[Point placement records]
○ ○ ○ ○

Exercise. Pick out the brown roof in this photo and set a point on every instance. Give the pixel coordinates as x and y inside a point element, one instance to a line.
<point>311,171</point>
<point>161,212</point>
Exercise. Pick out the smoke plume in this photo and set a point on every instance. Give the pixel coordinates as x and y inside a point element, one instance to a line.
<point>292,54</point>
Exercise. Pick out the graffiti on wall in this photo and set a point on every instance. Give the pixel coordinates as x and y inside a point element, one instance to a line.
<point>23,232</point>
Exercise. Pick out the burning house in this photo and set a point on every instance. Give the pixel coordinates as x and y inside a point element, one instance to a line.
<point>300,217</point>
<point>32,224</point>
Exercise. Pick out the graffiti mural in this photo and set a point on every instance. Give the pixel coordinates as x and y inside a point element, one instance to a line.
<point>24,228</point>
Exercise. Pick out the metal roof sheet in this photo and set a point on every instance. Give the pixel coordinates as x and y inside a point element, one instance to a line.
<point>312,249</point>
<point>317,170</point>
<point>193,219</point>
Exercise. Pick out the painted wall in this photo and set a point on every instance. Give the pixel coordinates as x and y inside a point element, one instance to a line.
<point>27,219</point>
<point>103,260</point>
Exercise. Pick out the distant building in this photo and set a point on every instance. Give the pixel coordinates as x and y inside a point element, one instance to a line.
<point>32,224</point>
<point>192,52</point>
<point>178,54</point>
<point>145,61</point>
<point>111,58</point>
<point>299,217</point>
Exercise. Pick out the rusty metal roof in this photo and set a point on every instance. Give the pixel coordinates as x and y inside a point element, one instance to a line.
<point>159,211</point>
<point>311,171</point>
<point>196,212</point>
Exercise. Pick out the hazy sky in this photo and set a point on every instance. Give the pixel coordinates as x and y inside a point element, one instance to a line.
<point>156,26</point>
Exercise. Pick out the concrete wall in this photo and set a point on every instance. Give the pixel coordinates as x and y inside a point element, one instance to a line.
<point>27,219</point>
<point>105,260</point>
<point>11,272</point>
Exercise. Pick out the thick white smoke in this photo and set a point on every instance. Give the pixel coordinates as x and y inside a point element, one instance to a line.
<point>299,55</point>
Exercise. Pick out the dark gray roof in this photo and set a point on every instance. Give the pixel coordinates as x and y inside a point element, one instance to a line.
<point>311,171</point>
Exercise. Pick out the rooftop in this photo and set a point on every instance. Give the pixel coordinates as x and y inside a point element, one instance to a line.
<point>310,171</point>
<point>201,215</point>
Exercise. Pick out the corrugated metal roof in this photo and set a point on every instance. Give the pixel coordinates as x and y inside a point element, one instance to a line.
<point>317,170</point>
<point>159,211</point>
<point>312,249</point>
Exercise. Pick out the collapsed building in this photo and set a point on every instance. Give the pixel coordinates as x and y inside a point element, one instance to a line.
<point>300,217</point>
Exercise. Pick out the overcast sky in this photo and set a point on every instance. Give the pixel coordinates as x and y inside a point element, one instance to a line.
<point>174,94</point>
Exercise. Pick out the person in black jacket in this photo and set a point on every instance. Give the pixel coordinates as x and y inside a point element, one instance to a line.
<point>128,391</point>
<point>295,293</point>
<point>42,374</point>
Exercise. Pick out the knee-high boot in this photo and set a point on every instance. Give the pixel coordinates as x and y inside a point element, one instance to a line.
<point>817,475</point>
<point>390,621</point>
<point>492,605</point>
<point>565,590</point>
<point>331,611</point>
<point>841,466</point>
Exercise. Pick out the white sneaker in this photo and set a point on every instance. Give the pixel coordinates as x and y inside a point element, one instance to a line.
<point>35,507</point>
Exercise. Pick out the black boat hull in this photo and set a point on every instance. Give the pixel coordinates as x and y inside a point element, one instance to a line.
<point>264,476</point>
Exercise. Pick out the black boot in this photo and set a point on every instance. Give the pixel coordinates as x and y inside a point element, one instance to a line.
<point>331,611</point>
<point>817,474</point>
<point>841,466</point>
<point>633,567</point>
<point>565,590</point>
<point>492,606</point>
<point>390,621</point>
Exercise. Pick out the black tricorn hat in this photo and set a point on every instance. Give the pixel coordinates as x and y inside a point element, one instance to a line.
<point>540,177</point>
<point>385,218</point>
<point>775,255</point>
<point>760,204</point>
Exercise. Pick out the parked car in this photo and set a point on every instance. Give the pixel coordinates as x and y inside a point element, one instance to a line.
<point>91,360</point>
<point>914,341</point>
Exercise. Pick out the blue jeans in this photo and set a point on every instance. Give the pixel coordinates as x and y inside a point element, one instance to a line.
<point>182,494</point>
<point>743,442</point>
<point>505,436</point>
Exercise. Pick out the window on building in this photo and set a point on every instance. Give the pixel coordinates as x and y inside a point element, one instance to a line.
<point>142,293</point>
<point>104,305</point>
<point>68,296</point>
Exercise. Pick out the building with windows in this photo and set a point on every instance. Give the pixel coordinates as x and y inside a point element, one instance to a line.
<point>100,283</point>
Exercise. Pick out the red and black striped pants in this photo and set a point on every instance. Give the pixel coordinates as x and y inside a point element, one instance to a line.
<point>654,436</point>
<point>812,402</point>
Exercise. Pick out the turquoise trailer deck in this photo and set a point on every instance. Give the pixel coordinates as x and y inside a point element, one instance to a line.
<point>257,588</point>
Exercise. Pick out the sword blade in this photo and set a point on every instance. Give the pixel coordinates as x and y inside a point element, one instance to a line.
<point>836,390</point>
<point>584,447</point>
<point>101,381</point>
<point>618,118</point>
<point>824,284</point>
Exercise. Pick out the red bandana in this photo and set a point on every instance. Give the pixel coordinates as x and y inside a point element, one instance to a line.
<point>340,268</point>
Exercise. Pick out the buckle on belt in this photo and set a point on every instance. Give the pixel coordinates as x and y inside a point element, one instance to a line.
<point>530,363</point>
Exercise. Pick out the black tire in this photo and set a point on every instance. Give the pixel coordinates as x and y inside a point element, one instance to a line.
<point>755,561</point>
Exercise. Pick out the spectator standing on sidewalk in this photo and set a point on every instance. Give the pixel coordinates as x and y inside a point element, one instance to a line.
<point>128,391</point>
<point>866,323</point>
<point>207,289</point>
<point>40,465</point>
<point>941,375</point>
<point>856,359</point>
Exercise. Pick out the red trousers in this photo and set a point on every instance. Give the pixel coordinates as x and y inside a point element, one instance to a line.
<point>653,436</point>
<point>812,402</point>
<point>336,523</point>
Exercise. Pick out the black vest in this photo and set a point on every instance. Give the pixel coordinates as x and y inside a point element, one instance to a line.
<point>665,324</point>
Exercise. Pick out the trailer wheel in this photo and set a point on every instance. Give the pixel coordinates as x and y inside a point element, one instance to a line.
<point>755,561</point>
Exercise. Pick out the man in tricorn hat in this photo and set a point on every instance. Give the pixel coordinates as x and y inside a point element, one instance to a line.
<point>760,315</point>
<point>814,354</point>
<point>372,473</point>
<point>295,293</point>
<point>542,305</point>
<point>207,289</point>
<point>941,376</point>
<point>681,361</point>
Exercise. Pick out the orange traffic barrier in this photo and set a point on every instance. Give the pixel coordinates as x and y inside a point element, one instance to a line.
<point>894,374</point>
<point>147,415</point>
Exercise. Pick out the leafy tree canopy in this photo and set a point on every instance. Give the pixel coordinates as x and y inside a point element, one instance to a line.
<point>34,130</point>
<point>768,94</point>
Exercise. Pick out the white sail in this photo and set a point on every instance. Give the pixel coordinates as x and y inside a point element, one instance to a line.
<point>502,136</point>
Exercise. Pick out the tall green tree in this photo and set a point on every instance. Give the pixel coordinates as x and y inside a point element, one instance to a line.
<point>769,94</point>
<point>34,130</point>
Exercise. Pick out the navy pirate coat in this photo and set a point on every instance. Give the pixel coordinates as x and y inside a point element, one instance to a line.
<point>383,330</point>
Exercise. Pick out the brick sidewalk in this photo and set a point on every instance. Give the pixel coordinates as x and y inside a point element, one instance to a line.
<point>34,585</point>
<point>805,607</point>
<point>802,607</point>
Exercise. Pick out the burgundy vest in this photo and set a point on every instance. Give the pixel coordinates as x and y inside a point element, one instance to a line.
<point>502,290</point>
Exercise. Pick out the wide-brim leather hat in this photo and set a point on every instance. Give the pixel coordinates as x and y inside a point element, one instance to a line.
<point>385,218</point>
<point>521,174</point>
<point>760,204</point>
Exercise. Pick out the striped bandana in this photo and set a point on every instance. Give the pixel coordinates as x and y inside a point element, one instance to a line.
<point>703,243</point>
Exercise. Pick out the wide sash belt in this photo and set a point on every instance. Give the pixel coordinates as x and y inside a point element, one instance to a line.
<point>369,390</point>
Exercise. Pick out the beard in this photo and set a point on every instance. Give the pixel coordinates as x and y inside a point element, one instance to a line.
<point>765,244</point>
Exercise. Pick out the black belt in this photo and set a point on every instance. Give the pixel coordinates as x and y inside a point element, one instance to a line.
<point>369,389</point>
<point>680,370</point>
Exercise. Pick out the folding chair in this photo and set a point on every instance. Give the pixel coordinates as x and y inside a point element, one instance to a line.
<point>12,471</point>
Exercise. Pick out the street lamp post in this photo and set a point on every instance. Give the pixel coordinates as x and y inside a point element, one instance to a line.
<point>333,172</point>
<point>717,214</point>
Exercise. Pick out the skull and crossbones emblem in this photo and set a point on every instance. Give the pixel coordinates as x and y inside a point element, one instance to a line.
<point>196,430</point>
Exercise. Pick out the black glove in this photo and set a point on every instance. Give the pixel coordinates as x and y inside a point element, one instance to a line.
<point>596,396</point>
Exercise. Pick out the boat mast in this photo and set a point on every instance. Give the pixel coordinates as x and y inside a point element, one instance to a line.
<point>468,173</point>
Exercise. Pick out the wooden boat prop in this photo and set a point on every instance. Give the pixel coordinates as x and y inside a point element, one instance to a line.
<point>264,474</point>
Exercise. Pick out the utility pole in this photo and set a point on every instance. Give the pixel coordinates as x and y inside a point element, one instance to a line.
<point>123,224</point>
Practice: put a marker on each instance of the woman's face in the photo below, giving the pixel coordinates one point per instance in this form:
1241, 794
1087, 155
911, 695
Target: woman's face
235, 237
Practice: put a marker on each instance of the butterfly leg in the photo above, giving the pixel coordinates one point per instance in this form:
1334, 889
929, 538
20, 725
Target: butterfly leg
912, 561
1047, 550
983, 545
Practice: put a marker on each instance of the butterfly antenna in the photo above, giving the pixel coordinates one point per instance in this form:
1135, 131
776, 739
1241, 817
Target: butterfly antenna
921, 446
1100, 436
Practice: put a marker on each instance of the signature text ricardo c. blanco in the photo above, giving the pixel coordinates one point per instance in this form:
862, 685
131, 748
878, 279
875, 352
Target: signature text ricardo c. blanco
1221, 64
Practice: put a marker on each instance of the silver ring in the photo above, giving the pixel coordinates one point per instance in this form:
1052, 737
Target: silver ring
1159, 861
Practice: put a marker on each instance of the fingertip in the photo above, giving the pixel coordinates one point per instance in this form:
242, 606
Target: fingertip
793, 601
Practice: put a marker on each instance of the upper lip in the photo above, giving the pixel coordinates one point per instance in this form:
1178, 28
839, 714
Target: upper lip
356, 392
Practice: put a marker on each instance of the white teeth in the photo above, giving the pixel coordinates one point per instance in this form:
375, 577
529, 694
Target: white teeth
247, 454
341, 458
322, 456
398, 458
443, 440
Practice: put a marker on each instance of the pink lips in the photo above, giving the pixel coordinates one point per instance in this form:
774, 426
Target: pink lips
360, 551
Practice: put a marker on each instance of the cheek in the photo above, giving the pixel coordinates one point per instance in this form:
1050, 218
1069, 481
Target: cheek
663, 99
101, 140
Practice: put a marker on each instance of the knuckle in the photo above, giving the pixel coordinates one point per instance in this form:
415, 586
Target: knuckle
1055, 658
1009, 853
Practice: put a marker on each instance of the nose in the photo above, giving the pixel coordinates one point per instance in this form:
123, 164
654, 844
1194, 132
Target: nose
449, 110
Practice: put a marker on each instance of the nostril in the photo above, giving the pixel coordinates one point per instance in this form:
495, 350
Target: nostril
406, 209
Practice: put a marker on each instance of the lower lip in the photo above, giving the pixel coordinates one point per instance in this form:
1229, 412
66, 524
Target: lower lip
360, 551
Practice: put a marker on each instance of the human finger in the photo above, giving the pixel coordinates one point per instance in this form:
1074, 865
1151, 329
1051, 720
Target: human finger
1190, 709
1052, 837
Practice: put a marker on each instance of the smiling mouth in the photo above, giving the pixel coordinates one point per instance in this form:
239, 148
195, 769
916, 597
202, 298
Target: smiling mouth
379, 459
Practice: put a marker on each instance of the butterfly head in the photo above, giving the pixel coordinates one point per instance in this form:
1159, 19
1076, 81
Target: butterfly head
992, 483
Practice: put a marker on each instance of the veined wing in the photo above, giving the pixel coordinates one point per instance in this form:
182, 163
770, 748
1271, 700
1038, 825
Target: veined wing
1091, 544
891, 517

○ ○ ○ ○

WRITTEN REQUEST:
Format the lines of the data from the one containing "Exercise. Pick out the beard" through the one containing "<point>680,370</point>", both included, as a JSON list of strings with one string per line. Skip any blank lines.

EXERCISE SOLUTION:
[
  "Exercise. Pick out the beard in this photo and set a point on every instance. Give the pixel coordinates as x and y inside a point element, one instance to a line.",
  "<point>765,244</point>",
  "Exercise. Pick out the black belt in this photo and set a point on every instance. Give the pixel coordinates as x and y inside a point element, one instance to a line.",
  "<point>369,389</point>",
  "<point>680,370</point>"
]